**What is asked**
Copy every one of the following items word for word, leaving out the pictures.

**Input data**
* * *
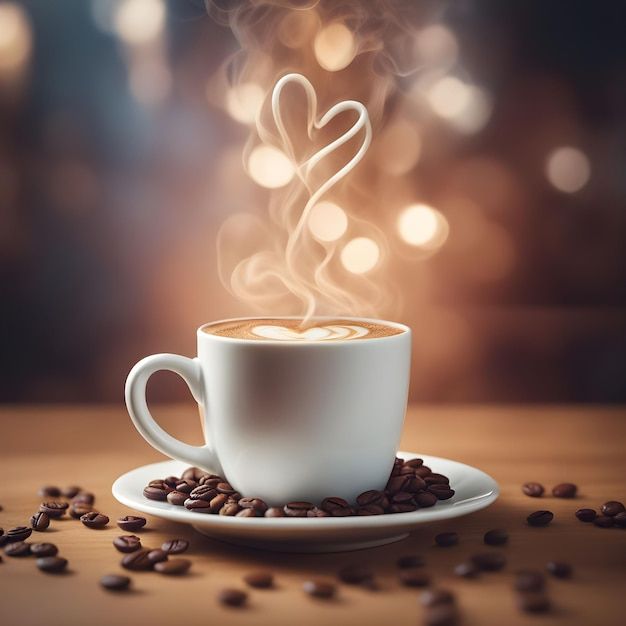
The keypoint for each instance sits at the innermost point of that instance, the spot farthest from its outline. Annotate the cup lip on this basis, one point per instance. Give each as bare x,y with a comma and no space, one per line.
406,330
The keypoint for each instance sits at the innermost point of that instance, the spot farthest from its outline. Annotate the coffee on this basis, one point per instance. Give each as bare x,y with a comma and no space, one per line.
295,330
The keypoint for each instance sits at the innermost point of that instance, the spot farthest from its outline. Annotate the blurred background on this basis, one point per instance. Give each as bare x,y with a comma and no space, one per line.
494,191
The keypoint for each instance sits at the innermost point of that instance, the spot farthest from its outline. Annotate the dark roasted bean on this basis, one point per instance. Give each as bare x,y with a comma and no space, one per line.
43,549
564,490
445,540
559,569
612,508
127,543
319,588
232,597
496,537
114,582
540,518
534,490
173,567
261,579
40,521
51,564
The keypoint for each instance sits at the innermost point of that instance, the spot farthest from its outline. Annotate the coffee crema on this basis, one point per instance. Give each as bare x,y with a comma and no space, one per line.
294,330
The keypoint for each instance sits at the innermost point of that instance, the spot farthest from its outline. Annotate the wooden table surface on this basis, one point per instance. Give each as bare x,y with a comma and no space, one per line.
91,446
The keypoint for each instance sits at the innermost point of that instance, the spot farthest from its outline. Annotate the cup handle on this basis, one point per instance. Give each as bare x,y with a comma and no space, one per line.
189,370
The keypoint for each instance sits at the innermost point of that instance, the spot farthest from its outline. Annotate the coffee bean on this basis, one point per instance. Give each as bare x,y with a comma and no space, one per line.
489,561
53,509
604,521
137,561
51,564
559,569
297,509
127,543
94,520
564,490
466,570
43,549
612,508
19,533
173,567
17,548
436,597
260,580
113,582
48,491
70,492
496,537
414,578
445,540
540,518
534,490
586,515
232,597
533,602
40,521
175,546
319,588
529,580
131,523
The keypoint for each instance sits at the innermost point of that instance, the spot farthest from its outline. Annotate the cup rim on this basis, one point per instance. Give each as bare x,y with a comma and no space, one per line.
200,332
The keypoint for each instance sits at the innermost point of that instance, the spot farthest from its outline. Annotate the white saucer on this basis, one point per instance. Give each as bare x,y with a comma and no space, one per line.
474,491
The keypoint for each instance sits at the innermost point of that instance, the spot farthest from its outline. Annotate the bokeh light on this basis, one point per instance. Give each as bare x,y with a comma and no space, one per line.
243,102
15,37
327,221
334,47
360,255
139,22
568,169
422,226
270,167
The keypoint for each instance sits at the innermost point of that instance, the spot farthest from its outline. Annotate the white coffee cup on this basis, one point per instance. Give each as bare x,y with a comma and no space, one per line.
285,420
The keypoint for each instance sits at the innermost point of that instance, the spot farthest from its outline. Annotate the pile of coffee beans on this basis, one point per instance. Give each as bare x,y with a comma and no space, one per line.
411,486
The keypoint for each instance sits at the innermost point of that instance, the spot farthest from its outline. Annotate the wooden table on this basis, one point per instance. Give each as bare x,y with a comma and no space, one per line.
91,446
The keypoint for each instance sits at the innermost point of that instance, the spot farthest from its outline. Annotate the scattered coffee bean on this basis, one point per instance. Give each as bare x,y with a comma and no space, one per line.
540,518
319,588
53,509
529,580
173,567
586,515
496,537
445,540
489,561
17,548
261,579
565,490
51,564
232,597
466,570
114,582
533,602
138,560
612,508
40,521
94,520
604,521
534,490
19,533
127,543
43,549
436,597
559,569
414,578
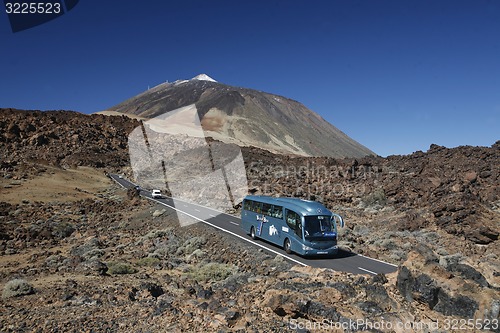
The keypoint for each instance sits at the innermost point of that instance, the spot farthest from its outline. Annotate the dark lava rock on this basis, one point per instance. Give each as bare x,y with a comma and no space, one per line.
461,306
* * *
**Written solution**
The keypoint for each instance sits at the innermost point of that instance, the spot farthest from its outline. Annotate the cup lip on this basis, one point per instance. Give each as bare x,y with a comma and no space, one per line.
406,330
The keypoint for each instance sits at the innermost point of that instance, the spot farthest from its outline. Annotate the coffee on this basis, one point per instance. Give each as bare x,y with a comma and no space, one per line.
295,330
The keypoint for each instance sits at the innermost point of that instance, the spot farthest from its outline. Annotate the blurred background on this basis, one point per instance. Give each as bare x,y with a comma and no space, one per line.
494,191
The keypoint for each instance sits at the innermost point of that instance, the spot farthest from its outline. Annotate the dark roasted bean on this basis, one point per instance. Give each as bare x,y with a comma and no space, one per line.
43,549
564,490
445,540
559,569
612,508
127,543
319,588
232,597
496,537
114,582
540,518
534,490
173,567
261,579
40,521
51,564
The keypoint for each instance sits at the innermost point of that instance, the spot farthest from its outline. Annotate the coffee crema on this basis, one point per instance. Give each as bare x,y with a comma and no space, one per line.
294,330
The keypoint for each instance sits at the innermost point of that instance, the spot farthest from its outline. Annotate the wooden table surface on this basis, one point per instance. Give each as bare x,y with a comma and no space, one per line.
91,446
The keypoint for each instance sits at the innermost point of that instance, the spot farthest from its outline. Annotate the cup handle on this basis, one point per instance. Give each as bare x,y with a comma and no space, one per line.
189,370
The keypoint for each instance sits at the innermost point of that instance, the spot farthest from its outline. Annotate the coffee bean on this basis, one point per instance. Give each as bare x,y with a comma and no space, one per line.
489,561
53,509
604,521
137,561
51,564
559,569
297,509
127,543
94,520
564,490
466,570
43,549
612,508
19,533
173,567
17,548
436,597
260,580
113,582
48,491
70,492
496,537
414,578
445,540
540,518
534,490
586,515
232,597
533,602
40,521
175,546
319,588
529,580
131,523
The keypoint for each instance sits at the innermost point of that instance, the spot farthest from its outline. Annotate the cup rim on this basis, one point per instance. Give each as bare x,y with a comma and no space, one per line.
200,332
The keypoint for each instance sits at the innermost point of that instance, the spot farthest from its outline. Annotate the white saucer on this basis, one point per instance. Give each as bare x,y with a comma and no space, one per line.
474,491
The keypoint for each instance sits at the innermost point of that instance, the spot farthest from its outline. Annotate the bokeh light on this basis, one point per instance. Give each as bare x,y with a comma and no space, one per line.
243,102
15,37
327,221
334,47
360,255
139,22
568,169
422,226
270,167
The keypoint for each instance sits at the innermost point of that instance, the spot farthest from its outline. Annotate the white coffee cup on this basis, one point per instance. Give each as bare x,y with a comma and no space, one per line.
285,420
The keypoint for each instance sits at the innermost point of that instance, the spot farthest from its outline. Annotate the pile of coffee beans on this basis, one point per instance. Give each as bare x,y with a comma and no space, one per line.
411,486
The keypoint for each instance sits at the innermost point of that instance, the spot farthest from its outline. Annotate the wooden table on this basis, one point per instance. Give each as bare x,y with a comma and no space, one per line.
91,446
The keypoint for each instance sits at the innermost point of that instance, the spot farthest from its outline. Annotate the scattered coffee bean on this basis, one point per instance. Give each as bare x,y with a comma and no space, one per line.
540,518
319,588
53,509
529,580
173,567
586,515
496,537
445,540
489,561
17,548
261,579
565,490
51,564
232,597
466,570
114,582
533,602
138,560
612,508
40,521
94,520
604,521
534,490
19,533
127,543
43,549
436,597
559,569
414,578
The keypoint for each instance sits at the innermost point of that instance, the spot farthest from its outline. Annotate the dark lava rock on this basis, one point per instance. Give each as bare x,y with a comma and no space, one per line.
461,306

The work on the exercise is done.